__Document segment__:
········
Researchers obtain the holy grail of odorant receptor identification.
A group of researchers from the University of Kentucky, Duke University and Max Planck Research have identified the receptors activated by two odours using a new method that tracks responses to smells in live mice.
Using a fluorescent protein to mark nerve cells activated by odours the team identified receptors that allow mouse nerve cells to respond to two odours, eugenol, which is a component of several spices, most notably cloves; and muscone, known as musk.
This new method could help the medical community understand how these receptors allow mice, and eventually humans, to detect and discriminate odors, similar to the way in which the three receptors in the retinas of the eyes allow humans to discriminate colours. But unlike vision and hearing, the details of how the odour receptors discriminate odours, much like colour in vision or pitch in sound, are unknown.
The team state that before researchers have a medical application in mind, they must first create a roadmap for these receptors.
Scientists have been pursuing this holy grail of the sense of smell since Richard Axel and Linda Buck discovered these odorant receptors and their role in the organization of the olfactory system, winning them the Nobel Prize in Physiology or Medicine in 2004.
The challenge has been scientists’ ability to identify which receptors are activated by certain smells, particularly since humans have about 400 such receptors (mice have an astounding 1,100 receptors).
By using this new invention, called the Kentucky In Vivo Odorant-Ligand Receptor Assay, or in short, ‘the Kentucky Assay,’ scientists are now able to determine which receptors respond to certain odours in awake, freely behaving animals. There are many practical applications for this knowledge.
Knowing which receptors respond to a chemical would help us devise better flavors and fragrances. But perhaps more tantalizing is the idea that we could potentially design receptor blockers for offensive odours.
········
__Action item__:
Quote, word for word, the passage of the article on odorant receptors from "Researchers obtain the" to "known as musk.", including both of those phrases.

__Source data__:
········
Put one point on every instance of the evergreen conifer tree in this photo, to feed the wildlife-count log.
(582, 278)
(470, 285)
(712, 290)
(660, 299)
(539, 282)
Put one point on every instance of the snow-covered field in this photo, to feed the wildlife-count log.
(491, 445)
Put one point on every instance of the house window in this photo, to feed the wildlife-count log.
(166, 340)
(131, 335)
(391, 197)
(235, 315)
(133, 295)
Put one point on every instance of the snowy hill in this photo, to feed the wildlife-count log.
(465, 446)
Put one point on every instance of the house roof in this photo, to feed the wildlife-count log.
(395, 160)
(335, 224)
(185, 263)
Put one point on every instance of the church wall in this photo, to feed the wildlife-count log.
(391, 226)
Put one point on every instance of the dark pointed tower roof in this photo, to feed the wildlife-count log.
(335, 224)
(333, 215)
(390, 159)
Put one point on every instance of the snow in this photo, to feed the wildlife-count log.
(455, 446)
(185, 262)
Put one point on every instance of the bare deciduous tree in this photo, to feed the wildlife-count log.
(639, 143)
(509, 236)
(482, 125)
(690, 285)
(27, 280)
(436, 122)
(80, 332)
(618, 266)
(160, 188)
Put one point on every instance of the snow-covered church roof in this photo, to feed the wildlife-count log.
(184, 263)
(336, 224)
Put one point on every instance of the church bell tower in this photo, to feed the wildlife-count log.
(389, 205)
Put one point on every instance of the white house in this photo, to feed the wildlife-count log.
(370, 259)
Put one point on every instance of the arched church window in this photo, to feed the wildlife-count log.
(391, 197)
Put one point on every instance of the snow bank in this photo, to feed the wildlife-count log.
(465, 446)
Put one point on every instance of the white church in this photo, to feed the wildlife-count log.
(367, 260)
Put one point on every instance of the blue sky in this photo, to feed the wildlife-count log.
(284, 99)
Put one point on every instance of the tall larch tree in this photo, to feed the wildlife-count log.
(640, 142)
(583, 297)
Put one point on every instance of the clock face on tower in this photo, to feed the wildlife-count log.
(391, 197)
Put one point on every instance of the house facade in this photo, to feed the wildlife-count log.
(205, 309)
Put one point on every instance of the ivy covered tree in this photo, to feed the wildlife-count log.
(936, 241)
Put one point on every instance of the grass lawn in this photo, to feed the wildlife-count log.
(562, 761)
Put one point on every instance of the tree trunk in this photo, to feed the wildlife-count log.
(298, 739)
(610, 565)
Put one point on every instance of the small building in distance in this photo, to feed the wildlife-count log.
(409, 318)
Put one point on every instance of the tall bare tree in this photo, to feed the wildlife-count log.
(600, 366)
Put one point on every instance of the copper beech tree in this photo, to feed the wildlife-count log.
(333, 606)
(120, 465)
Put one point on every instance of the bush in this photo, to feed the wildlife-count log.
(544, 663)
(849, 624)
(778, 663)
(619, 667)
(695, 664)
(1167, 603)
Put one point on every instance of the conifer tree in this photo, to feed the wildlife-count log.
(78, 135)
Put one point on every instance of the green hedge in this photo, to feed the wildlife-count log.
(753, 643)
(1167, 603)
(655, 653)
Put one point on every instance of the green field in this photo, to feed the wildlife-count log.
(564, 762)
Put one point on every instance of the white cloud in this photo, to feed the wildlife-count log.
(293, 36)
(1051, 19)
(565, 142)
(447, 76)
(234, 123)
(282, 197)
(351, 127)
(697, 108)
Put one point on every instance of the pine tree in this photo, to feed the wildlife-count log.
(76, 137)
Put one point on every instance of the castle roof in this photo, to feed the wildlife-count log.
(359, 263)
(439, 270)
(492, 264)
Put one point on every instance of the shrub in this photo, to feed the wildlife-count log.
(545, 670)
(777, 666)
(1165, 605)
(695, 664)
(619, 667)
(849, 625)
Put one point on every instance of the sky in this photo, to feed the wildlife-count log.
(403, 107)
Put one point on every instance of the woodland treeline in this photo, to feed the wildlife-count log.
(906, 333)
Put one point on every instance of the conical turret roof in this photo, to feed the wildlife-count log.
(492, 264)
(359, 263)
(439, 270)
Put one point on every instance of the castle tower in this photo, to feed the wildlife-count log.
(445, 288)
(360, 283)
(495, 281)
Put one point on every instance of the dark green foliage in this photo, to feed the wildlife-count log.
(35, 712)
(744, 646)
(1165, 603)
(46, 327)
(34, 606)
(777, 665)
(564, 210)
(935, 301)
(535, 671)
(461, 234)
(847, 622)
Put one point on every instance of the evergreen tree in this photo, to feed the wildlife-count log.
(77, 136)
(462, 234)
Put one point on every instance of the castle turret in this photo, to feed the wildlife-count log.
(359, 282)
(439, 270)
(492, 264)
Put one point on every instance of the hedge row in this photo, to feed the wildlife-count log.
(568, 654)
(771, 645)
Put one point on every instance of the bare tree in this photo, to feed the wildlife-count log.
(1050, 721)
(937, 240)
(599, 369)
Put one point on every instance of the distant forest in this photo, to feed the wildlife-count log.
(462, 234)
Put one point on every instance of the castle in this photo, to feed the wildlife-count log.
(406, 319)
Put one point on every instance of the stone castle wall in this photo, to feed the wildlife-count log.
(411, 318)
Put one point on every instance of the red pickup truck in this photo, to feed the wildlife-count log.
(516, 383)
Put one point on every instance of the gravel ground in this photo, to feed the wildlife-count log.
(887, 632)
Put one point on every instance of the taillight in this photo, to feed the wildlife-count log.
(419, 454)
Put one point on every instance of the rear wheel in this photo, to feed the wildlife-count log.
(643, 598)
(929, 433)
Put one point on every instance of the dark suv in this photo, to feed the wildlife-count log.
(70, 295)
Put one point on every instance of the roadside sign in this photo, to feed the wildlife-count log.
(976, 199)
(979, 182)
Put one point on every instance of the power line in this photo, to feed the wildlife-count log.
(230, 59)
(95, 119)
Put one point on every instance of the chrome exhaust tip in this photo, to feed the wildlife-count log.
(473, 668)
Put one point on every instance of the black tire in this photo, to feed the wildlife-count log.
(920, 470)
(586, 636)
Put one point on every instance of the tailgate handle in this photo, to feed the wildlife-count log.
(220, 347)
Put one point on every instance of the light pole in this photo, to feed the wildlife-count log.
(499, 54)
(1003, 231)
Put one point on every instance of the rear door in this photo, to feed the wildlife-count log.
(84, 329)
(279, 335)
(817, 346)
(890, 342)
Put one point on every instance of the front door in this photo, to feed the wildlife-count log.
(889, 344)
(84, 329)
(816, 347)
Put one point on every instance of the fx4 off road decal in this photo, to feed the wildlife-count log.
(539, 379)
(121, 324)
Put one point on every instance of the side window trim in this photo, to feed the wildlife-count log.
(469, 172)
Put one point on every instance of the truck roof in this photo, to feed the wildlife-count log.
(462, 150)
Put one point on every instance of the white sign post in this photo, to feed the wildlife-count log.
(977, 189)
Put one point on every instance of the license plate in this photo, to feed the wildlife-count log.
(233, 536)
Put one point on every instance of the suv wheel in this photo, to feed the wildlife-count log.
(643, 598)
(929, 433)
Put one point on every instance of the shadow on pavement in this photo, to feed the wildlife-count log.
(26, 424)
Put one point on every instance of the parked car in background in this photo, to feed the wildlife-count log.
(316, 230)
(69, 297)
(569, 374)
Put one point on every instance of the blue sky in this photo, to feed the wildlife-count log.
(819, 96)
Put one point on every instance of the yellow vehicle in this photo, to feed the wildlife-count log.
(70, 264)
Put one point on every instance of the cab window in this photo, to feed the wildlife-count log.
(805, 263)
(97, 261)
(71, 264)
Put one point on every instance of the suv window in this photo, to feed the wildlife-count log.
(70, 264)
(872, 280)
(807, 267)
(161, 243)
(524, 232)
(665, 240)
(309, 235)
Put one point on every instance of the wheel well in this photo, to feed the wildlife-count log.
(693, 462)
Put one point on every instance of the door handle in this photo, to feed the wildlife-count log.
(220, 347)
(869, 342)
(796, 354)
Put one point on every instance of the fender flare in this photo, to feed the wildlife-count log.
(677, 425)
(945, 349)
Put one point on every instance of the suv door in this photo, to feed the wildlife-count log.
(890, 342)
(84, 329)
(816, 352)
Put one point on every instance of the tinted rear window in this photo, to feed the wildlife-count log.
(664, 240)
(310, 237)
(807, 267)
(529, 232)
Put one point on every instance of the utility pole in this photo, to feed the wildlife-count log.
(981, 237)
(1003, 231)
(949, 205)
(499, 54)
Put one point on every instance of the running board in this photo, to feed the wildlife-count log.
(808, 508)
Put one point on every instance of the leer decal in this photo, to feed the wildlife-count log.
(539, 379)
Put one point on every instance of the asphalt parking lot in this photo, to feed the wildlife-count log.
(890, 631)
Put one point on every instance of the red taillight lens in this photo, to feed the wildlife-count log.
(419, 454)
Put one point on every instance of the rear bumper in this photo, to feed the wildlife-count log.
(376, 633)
········
__Task output__:
Researchers obtain the holy grail of odorant receptor identification.
A group of researchers from the University of Kentucky, Duke University and Max Planck Research have identified the receptors activated by two odours using a new method that tracks responses to smells in live mice.
Using a fluorescent protein to mark nerve cells activated by odours the team identified receptors that allow mouse nerve cells to respond to two odours, eugenol, which is a component of several spices, most notably cloves; and muscone, known as musk.